• _Exercise prompt_: Write out in full each line of the listing that contains the word "positive". Letter case must match.

• _Task inputs_:
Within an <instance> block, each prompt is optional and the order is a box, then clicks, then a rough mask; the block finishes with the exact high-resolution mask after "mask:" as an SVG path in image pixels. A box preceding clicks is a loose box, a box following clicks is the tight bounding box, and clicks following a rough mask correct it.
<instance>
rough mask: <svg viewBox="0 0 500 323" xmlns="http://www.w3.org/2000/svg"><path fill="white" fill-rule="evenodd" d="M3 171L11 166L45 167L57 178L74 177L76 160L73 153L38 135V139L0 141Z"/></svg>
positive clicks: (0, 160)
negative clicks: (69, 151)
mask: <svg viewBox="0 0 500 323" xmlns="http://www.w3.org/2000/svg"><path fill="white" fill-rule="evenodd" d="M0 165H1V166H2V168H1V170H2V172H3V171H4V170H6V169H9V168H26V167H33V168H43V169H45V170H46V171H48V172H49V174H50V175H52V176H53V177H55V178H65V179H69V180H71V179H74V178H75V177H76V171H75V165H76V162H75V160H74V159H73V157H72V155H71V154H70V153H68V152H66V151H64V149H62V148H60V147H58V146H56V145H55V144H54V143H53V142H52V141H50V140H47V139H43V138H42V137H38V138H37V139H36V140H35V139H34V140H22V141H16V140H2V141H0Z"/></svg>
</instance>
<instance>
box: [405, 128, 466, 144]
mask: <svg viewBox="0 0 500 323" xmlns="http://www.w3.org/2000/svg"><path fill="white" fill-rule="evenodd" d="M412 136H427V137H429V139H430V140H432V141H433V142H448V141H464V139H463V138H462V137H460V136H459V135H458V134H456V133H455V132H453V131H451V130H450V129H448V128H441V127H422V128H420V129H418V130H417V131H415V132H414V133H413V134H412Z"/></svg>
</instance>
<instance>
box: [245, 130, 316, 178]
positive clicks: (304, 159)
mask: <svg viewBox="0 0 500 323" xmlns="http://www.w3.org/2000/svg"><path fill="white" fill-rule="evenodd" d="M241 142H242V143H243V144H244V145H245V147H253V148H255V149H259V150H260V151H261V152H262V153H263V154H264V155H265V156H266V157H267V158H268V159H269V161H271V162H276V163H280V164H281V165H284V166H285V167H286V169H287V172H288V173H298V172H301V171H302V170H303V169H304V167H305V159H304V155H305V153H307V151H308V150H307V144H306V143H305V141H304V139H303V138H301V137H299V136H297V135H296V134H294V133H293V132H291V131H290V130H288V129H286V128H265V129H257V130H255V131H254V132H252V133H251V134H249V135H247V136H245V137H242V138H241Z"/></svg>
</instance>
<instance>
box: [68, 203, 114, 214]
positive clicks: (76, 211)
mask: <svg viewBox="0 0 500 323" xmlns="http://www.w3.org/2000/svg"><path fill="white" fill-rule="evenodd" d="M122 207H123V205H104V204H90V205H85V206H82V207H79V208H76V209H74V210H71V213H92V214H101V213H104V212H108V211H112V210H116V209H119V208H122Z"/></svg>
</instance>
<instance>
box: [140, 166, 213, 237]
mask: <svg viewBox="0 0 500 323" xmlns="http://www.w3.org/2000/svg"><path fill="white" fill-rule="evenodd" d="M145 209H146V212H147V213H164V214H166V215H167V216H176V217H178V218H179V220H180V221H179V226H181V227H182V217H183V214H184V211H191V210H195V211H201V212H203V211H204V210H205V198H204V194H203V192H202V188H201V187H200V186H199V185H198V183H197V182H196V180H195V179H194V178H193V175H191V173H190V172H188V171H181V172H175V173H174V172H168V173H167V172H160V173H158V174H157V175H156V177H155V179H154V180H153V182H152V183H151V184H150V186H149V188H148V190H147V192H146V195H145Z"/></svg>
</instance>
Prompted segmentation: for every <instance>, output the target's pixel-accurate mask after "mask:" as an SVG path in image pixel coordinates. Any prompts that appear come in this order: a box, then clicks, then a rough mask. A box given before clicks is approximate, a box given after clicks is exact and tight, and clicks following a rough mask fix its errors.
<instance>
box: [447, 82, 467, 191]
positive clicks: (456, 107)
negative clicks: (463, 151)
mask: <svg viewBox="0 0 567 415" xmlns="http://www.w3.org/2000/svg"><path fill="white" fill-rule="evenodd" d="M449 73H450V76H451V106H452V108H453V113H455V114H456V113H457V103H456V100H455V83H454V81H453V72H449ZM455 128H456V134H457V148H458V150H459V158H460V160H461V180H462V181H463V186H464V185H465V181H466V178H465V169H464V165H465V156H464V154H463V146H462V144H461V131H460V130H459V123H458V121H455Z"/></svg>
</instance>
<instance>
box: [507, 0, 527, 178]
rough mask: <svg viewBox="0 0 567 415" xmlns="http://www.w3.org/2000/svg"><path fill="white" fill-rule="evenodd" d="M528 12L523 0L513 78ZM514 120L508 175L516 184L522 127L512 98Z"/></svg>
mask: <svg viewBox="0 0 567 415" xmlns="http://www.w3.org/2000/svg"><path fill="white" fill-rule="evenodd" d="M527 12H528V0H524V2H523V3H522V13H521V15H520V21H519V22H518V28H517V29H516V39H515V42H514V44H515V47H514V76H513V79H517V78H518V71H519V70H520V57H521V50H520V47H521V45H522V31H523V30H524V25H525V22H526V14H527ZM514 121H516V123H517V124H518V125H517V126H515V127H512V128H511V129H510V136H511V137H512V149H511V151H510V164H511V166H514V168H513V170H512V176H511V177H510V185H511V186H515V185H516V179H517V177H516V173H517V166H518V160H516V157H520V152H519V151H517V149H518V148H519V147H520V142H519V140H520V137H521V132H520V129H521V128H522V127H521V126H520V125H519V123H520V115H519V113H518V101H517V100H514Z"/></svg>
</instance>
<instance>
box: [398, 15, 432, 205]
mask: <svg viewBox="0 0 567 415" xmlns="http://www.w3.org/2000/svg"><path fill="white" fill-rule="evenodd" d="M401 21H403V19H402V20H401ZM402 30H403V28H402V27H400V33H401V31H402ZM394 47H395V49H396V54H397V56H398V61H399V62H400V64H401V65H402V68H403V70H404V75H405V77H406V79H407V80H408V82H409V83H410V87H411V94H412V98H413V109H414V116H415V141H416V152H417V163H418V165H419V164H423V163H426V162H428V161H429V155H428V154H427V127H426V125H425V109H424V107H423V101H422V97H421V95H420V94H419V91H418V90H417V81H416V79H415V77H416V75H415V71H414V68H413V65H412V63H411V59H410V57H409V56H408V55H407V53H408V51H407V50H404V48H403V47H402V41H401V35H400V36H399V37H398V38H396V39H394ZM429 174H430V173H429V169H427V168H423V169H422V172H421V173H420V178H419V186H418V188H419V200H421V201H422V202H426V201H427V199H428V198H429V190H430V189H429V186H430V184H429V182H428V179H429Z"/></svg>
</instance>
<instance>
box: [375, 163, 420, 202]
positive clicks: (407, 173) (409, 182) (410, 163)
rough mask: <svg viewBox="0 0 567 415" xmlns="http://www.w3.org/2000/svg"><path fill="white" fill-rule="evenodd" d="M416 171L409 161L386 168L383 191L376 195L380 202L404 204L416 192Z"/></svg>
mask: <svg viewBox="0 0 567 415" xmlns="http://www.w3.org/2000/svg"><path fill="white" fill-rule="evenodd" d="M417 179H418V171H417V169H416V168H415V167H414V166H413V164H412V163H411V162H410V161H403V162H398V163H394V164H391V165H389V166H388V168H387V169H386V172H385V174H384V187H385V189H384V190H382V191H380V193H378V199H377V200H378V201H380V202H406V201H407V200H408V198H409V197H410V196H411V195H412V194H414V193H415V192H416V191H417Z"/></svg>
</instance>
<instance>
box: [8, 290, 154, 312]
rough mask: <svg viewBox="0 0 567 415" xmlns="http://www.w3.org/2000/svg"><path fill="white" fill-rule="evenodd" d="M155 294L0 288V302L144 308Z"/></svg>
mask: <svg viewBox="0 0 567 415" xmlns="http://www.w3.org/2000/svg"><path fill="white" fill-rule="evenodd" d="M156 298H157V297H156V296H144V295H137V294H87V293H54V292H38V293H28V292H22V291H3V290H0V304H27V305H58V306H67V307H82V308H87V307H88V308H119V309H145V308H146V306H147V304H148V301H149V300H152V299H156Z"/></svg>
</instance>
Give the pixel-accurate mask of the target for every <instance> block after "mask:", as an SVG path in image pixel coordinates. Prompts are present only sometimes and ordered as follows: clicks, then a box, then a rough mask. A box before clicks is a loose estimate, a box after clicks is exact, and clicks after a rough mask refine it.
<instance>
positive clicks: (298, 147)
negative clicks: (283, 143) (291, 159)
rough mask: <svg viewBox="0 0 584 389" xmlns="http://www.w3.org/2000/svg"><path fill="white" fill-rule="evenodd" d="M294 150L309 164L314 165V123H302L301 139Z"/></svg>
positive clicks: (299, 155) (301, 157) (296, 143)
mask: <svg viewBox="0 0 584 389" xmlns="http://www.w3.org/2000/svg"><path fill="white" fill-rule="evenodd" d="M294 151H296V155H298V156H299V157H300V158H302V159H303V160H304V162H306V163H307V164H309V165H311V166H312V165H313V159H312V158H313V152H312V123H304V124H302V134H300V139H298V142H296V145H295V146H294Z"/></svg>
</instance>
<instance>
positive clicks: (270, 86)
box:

• _Solution to this exercise_:
positive clicks: (0, 160)
positive clicks: (304, 159)
positive clicks: (76, 211)
positive clicks: (456, 107)
positive clicks: (407, 173) (409, 182) (410, 163)
positive clicks: (298, 147)
positive clicks: (299, 155) (301, 157) (296, 143)
positive clicks: (270, 86)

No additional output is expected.